READING PASSAGE

Both frameworks share a **unified orientation analysis pipeline** for the directional scattering tensor (theta, anisotropy, HSV visualization).

Compatible with **speckle-based**, **modulation-based**, and **single-grid** X-ray imaging setups.

---

## 🚀 Overview

Conventional multi-contrast X-ray imaging requires multiple exposures or phase steps to separate absorption, phase, and scattering signals.
**LCS-Retrieval** eliminates this need by reformulating the inverse problem locally within a sliding window around each pixel.

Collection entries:
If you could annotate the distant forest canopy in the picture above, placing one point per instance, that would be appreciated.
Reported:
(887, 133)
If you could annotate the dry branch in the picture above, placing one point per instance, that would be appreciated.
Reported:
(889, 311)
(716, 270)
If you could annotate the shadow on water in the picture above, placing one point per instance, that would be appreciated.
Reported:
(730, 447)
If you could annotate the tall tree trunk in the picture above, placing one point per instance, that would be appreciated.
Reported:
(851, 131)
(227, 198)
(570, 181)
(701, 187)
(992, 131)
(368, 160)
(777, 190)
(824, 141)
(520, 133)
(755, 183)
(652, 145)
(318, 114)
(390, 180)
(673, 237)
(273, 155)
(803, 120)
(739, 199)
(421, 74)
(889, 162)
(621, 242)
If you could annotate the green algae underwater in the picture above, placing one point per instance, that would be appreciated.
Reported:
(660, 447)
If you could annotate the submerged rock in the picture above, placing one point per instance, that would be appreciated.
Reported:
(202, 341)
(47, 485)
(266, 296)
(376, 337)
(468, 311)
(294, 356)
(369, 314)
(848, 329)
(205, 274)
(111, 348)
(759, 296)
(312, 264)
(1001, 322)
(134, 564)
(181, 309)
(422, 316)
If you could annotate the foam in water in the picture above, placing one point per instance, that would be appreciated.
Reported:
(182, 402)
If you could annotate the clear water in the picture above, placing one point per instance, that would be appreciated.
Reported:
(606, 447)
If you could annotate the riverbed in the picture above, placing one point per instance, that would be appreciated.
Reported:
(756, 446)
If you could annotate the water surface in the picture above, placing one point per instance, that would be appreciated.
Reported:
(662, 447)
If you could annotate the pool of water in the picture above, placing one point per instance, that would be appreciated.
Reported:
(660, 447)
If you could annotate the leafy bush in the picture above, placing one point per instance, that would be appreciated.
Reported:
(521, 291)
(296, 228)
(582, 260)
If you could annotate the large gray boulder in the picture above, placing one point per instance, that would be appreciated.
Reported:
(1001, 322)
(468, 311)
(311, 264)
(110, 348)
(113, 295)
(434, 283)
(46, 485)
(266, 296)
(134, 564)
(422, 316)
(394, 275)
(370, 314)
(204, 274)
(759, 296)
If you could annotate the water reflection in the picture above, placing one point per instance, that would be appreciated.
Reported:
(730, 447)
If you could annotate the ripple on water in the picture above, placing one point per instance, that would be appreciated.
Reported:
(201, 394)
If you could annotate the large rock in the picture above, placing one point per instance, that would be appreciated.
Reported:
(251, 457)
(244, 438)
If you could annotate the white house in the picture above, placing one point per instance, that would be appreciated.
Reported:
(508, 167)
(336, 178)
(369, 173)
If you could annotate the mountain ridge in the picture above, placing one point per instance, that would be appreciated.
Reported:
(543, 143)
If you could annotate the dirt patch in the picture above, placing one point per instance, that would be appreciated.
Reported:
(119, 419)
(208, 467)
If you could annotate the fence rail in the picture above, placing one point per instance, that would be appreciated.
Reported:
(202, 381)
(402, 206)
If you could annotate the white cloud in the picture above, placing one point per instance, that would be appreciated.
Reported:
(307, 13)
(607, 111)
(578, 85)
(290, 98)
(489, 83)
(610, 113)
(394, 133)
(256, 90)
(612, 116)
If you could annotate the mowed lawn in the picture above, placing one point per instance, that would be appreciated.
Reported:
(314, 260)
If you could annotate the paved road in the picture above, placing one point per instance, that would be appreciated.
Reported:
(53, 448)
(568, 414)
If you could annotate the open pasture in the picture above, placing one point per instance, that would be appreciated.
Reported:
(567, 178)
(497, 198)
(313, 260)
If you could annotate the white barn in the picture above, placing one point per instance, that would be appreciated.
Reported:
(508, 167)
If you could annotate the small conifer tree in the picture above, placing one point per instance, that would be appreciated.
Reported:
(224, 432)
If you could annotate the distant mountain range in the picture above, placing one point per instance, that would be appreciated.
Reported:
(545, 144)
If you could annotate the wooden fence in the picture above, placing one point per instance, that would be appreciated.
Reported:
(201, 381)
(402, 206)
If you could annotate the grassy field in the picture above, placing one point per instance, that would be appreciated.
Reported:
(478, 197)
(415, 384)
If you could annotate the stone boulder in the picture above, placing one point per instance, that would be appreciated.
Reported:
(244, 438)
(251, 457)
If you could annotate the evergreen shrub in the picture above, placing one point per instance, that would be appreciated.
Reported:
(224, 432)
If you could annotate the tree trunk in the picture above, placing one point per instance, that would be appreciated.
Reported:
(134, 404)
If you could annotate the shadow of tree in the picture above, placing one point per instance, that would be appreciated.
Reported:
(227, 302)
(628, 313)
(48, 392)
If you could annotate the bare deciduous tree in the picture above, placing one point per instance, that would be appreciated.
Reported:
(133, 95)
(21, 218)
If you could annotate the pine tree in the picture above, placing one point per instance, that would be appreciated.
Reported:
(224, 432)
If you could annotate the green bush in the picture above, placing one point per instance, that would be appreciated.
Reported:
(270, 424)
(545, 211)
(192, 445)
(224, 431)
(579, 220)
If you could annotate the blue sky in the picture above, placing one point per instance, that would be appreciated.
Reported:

DIRECTIONS FOR THIS TASK
Copy the part of the X-ray imaging text that opens with the words containing "Conventional multi-contrast X-ray" and closes with "around each pixel.". These rows come from a different source than the text.

TASK OUTPUT
Conventional multi-contrast X-ray imaging requires multiple exposures or phase steps to separate absorption, phase, and scattering signals.
**LCS-Retrieval** eliminates this need by reformulating the inverse problem locally within a sliding window around each pixel.